Menang kalah dalam peperangan tak akan menjadi apa-apa. Yang jelas terjadi adalah kerusakan dimana-mana, baik itu bangunan atau manusia-nya. Kerusakan manusia pun bukan hanya bicara luka fisik melainkan juga luka batin, semacam ketakutan atau trauma yang melanda. Bukan tak mungkin kalau hal ini bisa berujung pada stress, depresi bahkan bunuh diri karena tak sanggup mengingat-ingat momen dimana desing peluru menembus kepala teman sejawatnya. Banyak film genre perang yang menggambarkan momen psikologis seperti ini seperti Band of Brothers atau Hacksaw Ridge.

▶ DAFTAR TUGAS
**a)** Periksa apakah setiap pernyataan berikut sesuai dengan bagian dokumen di atas, lalu jawab ya atau tidak dengan mengutip kata-kata penentunya secara persis. (i) Kerusakan manusia akibat perang hanya berupa luka fisik. (ii) Kerusakan dalam peperangan menimpa bangunan maupun manusia. (iii) Hacksaw Ridge disebut sebagai film perang yang menggambarkan momen psikologis.
**b)** Tolong sebutkan contoh luka batin yang disebut dalam bagian dokumen.

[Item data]
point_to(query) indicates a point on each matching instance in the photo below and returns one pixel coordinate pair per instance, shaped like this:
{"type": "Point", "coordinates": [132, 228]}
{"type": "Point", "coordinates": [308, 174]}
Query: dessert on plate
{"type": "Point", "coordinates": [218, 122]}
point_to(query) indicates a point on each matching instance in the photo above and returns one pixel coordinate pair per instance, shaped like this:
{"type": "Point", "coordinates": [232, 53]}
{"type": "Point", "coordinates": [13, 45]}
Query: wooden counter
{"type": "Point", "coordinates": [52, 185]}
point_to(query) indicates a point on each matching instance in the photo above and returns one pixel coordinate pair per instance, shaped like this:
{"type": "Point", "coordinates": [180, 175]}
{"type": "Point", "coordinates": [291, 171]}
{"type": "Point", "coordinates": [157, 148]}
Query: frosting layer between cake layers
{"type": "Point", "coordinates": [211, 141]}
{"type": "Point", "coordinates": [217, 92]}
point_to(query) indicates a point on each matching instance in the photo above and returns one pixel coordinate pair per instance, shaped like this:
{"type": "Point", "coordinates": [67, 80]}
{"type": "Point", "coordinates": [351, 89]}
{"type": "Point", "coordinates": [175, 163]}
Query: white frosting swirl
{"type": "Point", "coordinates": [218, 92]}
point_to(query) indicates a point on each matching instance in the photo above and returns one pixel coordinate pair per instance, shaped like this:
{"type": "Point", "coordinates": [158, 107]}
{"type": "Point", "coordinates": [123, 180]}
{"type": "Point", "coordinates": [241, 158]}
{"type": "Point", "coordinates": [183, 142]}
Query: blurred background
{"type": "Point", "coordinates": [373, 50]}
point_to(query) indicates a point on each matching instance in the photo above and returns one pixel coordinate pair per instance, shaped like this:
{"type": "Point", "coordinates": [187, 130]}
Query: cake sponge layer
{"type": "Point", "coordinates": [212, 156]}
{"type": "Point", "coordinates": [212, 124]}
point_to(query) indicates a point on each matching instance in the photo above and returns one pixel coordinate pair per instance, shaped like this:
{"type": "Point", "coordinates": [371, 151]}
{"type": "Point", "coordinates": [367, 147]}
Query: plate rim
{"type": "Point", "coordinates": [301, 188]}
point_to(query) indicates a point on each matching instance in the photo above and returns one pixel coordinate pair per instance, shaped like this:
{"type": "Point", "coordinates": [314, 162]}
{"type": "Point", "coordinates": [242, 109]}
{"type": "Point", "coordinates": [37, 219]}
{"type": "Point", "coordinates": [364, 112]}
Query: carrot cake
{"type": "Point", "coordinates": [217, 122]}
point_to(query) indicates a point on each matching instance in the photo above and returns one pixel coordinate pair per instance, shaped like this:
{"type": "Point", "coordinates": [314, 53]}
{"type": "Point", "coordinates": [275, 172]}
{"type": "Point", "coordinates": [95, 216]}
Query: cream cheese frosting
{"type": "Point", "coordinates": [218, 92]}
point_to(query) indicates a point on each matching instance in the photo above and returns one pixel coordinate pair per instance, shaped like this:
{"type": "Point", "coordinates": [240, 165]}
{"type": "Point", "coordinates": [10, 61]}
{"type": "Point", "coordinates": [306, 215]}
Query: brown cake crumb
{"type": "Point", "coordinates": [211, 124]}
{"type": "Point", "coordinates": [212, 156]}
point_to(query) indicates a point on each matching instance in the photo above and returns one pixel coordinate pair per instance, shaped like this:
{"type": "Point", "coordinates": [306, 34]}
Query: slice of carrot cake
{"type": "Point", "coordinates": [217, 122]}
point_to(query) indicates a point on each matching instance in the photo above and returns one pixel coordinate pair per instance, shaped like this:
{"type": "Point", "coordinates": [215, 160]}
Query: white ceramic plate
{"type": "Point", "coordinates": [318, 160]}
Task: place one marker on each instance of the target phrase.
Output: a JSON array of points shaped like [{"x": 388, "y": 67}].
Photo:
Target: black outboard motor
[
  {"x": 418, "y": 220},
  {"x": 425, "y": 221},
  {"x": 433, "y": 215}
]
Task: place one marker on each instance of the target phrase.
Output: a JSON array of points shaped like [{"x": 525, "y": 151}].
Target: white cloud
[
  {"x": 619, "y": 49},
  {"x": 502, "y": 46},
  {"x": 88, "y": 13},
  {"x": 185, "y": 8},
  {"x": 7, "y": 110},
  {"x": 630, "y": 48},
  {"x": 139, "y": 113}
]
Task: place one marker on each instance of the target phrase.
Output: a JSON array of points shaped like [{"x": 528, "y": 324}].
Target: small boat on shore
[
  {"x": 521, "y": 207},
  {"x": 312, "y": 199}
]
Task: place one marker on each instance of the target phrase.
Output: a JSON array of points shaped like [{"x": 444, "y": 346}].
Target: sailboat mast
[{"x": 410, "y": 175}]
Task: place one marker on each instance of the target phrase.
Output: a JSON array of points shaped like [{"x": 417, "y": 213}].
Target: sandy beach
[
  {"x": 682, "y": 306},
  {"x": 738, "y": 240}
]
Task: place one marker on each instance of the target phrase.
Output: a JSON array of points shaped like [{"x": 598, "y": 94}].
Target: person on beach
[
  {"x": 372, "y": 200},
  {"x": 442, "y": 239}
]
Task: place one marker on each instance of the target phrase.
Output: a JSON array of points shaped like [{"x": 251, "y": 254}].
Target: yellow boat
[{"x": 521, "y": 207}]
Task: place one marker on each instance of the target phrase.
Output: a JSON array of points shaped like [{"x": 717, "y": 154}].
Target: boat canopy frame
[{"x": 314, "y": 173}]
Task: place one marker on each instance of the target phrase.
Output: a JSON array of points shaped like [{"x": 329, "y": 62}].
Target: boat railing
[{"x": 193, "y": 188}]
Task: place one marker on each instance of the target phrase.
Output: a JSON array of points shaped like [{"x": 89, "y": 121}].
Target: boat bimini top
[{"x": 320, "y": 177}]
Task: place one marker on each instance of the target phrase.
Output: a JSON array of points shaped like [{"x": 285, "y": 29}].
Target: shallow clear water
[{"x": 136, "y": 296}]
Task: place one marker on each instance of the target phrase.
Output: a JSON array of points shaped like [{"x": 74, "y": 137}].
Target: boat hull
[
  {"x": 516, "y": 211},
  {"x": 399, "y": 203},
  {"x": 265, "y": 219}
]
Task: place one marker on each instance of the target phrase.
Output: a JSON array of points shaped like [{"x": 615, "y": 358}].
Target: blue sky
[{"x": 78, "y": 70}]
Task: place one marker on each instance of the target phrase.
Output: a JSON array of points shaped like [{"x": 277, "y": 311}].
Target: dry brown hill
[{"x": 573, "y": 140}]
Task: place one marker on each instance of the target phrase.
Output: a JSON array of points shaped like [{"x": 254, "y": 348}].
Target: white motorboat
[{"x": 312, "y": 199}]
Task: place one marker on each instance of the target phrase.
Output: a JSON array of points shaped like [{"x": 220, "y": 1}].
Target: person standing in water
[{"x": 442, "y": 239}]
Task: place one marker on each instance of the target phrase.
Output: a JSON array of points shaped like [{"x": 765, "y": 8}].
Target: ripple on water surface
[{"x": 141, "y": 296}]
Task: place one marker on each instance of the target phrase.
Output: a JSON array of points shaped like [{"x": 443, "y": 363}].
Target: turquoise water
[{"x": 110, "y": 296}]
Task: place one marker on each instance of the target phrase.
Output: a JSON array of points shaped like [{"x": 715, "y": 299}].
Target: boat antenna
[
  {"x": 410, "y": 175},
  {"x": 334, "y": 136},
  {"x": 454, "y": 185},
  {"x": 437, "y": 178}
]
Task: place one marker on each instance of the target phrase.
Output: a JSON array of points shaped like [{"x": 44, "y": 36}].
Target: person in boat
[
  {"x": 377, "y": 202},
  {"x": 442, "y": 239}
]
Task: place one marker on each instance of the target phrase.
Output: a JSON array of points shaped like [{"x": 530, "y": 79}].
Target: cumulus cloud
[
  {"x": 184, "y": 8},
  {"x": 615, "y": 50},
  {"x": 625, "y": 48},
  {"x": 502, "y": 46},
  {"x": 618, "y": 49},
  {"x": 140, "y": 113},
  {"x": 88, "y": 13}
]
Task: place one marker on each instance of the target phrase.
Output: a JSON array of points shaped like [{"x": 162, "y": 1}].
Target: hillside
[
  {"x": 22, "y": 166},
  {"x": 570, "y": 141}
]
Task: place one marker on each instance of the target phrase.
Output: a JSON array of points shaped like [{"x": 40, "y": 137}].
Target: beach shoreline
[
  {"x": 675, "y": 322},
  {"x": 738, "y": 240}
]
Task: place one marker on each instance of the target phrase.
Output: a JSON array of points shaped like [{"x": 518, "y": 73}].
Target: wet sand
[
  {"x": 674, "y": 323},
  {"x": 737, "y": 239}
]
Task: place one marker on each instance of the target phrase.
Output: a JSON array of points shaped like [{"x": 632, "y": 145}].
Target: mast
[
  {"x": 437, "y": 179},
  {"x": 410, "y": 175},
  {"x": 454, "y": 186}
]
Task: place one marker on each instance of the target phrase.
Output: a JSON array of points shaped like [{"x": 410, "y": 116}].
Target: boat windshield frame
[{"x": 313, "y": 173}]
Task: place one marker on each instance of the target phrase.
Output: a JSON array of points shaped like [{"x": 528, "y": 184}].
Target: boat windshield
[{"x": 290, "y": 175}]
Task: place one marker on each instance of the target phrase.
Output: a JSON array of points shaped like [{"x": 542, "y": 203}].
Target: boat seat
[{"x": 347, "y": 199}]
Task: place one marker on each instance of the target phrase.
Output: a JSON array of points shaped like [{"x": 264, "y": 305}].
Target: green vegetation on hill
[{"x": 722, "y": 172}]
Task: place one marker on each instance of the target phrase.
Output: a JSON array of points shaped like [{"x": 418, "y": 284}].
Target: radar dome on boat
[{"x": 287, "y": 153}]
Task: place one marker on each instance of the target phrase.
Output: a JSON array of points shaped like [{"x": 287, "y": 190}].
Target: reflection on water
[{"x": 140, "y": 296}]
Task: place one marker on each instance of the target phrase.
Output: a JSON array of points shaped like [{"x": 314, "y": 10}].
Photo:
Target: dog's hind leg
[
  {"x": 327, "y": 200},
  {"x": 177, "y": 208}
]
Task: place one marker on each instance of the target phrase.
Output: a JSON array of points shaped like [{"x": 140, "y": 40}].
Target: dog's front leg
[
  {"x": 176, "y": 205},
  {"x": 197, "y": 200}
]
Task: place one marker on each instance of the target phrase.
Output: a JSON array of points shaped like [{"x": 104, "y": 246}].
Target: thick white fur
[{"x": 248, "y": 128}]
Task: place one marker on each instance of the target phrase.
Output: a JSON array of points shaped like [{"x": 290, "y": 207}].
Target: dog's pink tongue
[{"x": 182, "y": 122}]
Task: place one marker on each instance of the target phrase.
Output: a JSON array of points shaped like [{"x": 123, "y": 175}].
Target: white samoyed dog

▶ JAWABAN TIAP TUGAS
**a)**
(i) Tidak: "Kerusakan manusia pun bukan hanya bicara luka fisik melainkan juga luka batin"
(ii) Ya: "baik itu bangunan atau manusia-nya"
(iii) Ya: "Banyak film genre perang yang menggambarkan momen psikologis seperti ini seperti Band of Brothers atau Hacksaw Ridge"

**b)** Ketakutan atau trauma.